Rewrite these lines with "club crest" changed to "team badge" and everything else kept the same.
══════
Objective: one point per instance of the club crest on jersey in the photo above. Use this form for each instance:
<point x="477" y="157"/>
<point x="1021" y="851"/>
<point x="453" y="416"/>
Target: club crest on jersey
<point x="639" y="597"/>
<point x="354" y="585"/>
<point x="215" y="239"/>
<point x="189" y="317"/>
══════
**Worked solution**
Objective: one point per instance of the team badge on jersey in the photo above. Use this form for each instance:
<point x="477" y="157"/>
<point x="1021" y="851"/>
<point x="453" y="416"/>
Target: team badge on jersey
<point x="639" y="597"/>
<point x="354" y="585"/>
<point x="215" y="239"/>
<point x="189" y="317"/>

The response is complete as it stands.